Monday, 8 August 2016

Beinn a' Ghlo in the Pissing Rain

It would be the height of folly to climb the Aonach Eagach in Glencoe whilst drunk. This isn't the aim of the Glencoe Pub to Pub Traverse - just one pint in the Kingshouse, which should be sweated sober well before tackling the Aggy Ridge's scary bits, then a final triumphal pint in the Clachaig - a fun challenge combining Glencoe's two famous hostelries plus her most notorious ridge traverse.

The Aonach Eagach on a dry day:

So doing the Aonach Eagach drunk is not the purpose of the Glencoe Pub to Pub Traverse at all. But there are safety limits. And they have more to do with the weather than the booze. The height of folly is attempting the Aonach Eagach at all - whatever your state of sobriety - with rain and gales forecast.

Between showers:

And that's how we ended up on Beinn a'Ghlo in Perthshire in high winds and pissing rain.

Beinn a'Ghlo is one of the best-known hills in Scotland, familiar to anyone who has driven up the A9. Its rounded bulks dominate the view of Blair Castle and the Pass of Killicrankie. Its access path forms a distinctive white scar from a distance, as thousands of boots over the years have worn the dark peaty moorland away to expose the quartzite bedrock beneath.

Fungal flora of the moor:

The path is so obvious from afar I assumed we would see it from near to hand. However low clouds caused confusion and we marched right past the traditional start of the walk, followed by a couple who had perhaps been fooled by our confident manner. We walked the hill anti-clockwise, the long bash through heather tackled first, rather than last.

But this was no hardship: I am sure the last time I was here (twenty three years ago!) there was no such path as this, and the going was easy, rather than the scratchy heather slog I vaguely remember from my youth. Today the heather was in full bloom.

I did recall the delicious tasting water, and we thirstily drank our fill from the stream. Soft and fresh, running through peat over granite, the very waters of life.

Fresh waters, source of whisky:

As we started on the climb, the rain stopped. Might we be in luck? Would there be a view from the summit?

Graham contemplates more ascent:

It started to clear. We could nearly see the top!

But no. We were being toyed with. The clouds closed in again and the rain came on, the wind rising.

Summit selfie:

Beinn a'Ghlo is not just one hill but a small massif, containing three Munros, a number of smaller tops, and a great deal of flowing, rounded ridges. A random fact that has stuck in my head is that Beinn a'Ghlo has nineteen corries, and a gun fired in any cannot be heard in any other. Now there's a sporting fact!

En-route to the second Munro:

The weather had turned foul but there was plenty to see close by as Perthshire is richer in wildlife than Glencoe. Through the mists we saw raven, mountain hare, ptarmigan, deer, wheatears. A grouse in its panic exploded at my feet and flew straight into me, before flapping off in a flurry of squawking and feathers.

Before the steep descent back to the access track we were treated to a final visual treat as a brief break in the clouds brought a rainbow.

GOAL OF THE EXERCISE: Reproduce the Beinn a' Ghlo walk account word for word between "Beinn a' Ghlo" and "and pissing rain.", inclusive.

Pointing data
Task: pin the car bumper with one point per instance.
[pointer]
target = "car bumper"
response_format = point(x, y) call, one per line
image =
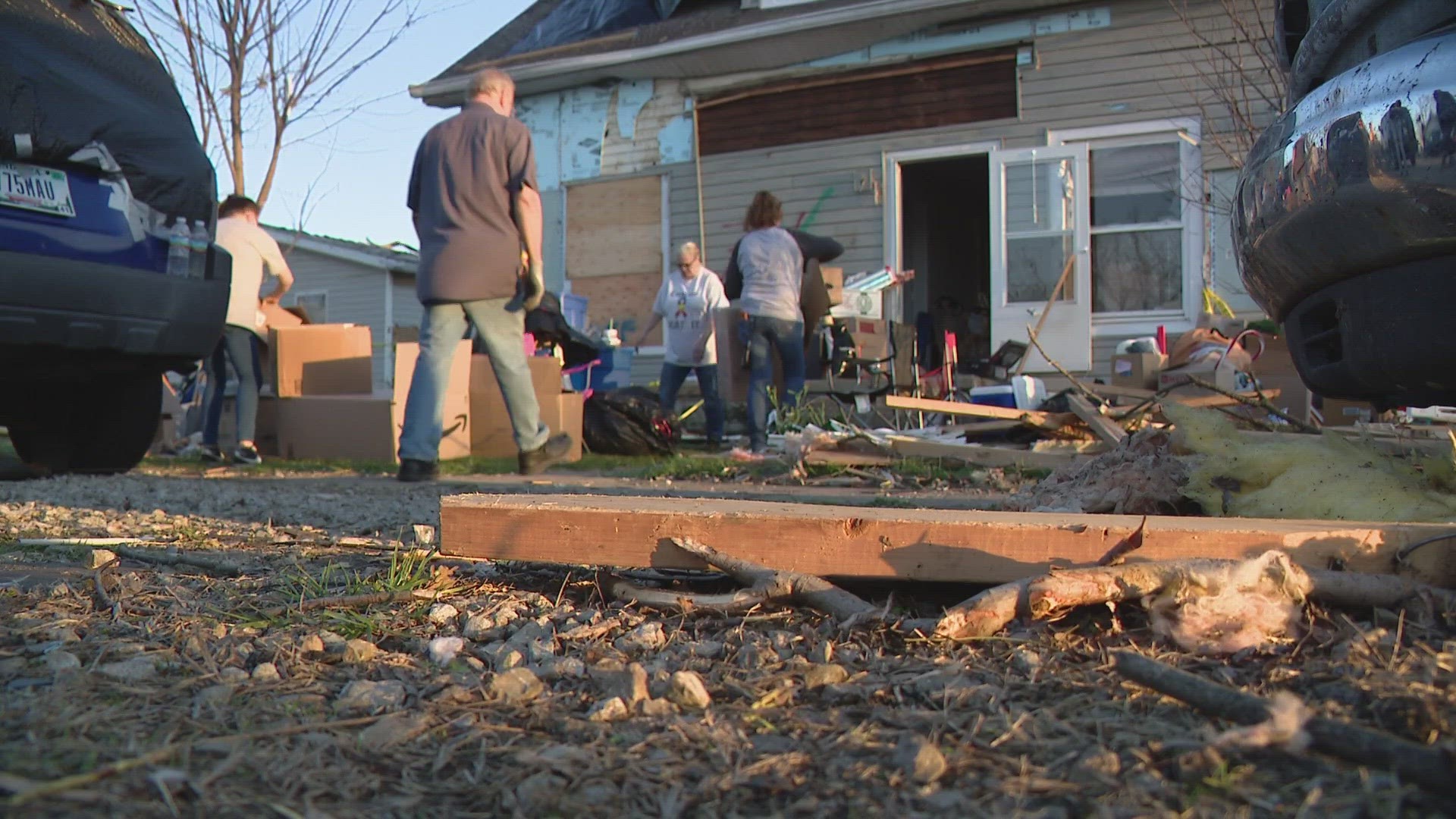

OUTPUT OF THE EXERCISE:
Beinn a' Ghlo in the Pissing Rain

It would be the height of folly to climb the Aonach Eagach in Glencoe whilst drunk. This isn't the aim of the Glencoe Pub to Pub Traverse - just one pint in the Kingshouse, which should be sweated sober well before tackling the Aggy Ridge's scary bits, then a final triumphal pint in the Clachaig - a fun challenge combining Glencoe's two famous hostelries plus her most notorious ridge traverse.

The Aonach Eagach on a dry day:

So doing the Aonach Eagach drunk is not the purpose of the Glencoe Pub to Pub Traverse at all. But there are safety limits. And they have more to do with the weather than the booze. The height of folly is attempting the Aonach Eagach at all - whatever your state of sobriety - with rain and gales forecast.

Between showers:

And that's how we ended up on Beinn a'Ghlo in Perthshire in high winds and pissing rain.